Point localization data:
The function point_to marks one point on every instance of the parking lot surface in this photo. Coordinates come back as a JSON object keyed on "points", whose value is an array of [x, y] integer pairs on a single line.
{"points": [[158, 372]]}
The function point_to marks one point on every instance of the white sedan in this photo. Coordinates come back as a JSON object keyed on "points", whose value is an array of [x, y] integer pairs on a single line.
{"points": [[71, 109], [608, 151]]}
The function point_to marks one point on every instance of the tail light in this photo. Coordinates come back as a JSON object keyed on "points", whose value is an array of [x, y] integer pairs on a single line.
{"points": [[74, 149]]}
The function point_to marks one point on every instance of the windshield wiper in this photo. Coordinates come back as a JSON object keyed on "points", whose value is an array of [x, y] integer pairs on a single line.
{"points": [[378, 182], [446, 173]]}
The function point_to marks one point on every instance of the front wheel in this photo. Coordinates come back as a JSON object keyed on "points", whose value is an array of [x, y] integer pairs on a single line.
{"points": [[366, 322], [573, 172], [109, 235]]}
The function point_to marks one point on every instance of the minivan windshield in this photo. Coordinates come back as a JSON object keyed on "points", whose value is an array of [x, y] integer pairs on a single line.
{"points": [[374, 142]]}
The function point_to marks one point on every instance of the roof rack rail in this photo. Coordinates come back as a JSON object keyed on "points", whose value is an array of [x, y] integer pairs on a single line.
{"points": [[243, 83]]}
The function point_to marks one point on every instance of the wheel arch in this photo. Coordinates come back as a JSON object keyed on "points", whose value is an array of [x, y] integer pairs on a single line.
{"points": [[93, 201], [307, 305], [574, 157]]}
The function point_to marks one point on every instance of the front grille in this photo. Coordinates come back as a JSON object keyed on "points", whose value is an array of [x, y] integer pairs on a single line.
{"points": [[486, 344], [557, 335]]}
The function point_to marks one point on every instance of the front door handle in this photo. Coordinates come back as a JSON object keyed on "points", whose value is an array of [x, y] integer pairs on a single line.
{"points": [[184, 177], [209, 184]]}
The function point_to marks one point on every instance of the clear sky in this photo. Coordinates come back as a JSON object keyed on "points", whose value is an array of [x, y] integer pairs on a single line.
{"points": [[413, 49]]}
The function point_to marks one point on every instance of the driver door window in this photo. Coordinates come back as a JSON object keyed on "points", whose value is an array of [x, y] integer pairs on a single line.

• What to produce:
All the entries above need to be reproduced exactly.

• Final answer:
The function point_to marks one point on every instance of the parking lot surface in this photo. Coordinates come back as a JSON object keyed on "points", whose value is an array of [x, y] integer pairs on a single line.
{"points": [[158, 372]]}
The function point_to marks one point on every instance of the white sedan in this photo. Coordinates come back as a JSON object keyed on "points", whose value is an array of [x, y] integer pairs on a single line.
{"points": [[71, 109], [608, 151]]}
The function point_to marks one point on every instance of the tail light in this photo. Coordinates come back as a JSON object keyed on "points", whose value is an array of [x, y] integer pairs on a single line.
{"points": [[74, 149]]}
The function point_to marks one point on every instance of the windshield wiper in this photo. Coordinates come back as a JSON object keyed on "points", whose value is an array of [x, y] integer pairs on a single line.
{"points": [[378, 182], [446, 173]]}
The function point_to marks one point on every instance of the front wheel in this photo. Coordinates come back as a JSON object keyed on "points", whose value is an array of [x, y] integer pairs on a single line.
{"points": [[366, 322], [573, 172], [109, 235]]}
The function point_to marks one point on every instance of the minivan windshield in this photo. Coordinates come back as a JSON object keyed on "points", whose value is an array of [x, y] integer pairs on a single line.
{"points": [[374, 142]]}
The function point_to marks one point on every instance of the roof rack rail in this photo. Coordinates come back as a JSON object keyed on "points", whose value is an array of [x, y] integer pairs on a single line.
{"points": [[243, 83]]}
The function point_to marks one point on every instance of the wheel arch in this photo. Coordinates come back as a JSON object keyed on "points", whose value is an array of [x, y] integer pairs on a single line.
{"points": [[93, 201], [307, 305], [574, 157]]}
The function point_to marks one point on every instance of the front grille in this photo. Coordinates come back as a JSON object keyed on "points", whose value is an array of [x, y] integer pairs on a single line.
{"points": [[486, 344], [557, 335]]}
The function point_to marks one point on every instance of the front door handle in this photo. Coordinates come back as a JSON object keyed on "points", whose value is an array of [x, y] integer pairs on a single line.
{"points": [[184, 177], [209, 184]]}
The function point_to marks one point on every instance of the clear sky in this photo. Coordinates come back as a JSON object keyed on "points", whose value is an array of [x, y] integer pairs on a single line.
{"points": [[413, 49]]}
The function point_to marks one point on every instance of the driver door window in this photo. Coordinates come back as a JSON object keyed on "points", whose value is an array of [x, y] integer pairs on a single line.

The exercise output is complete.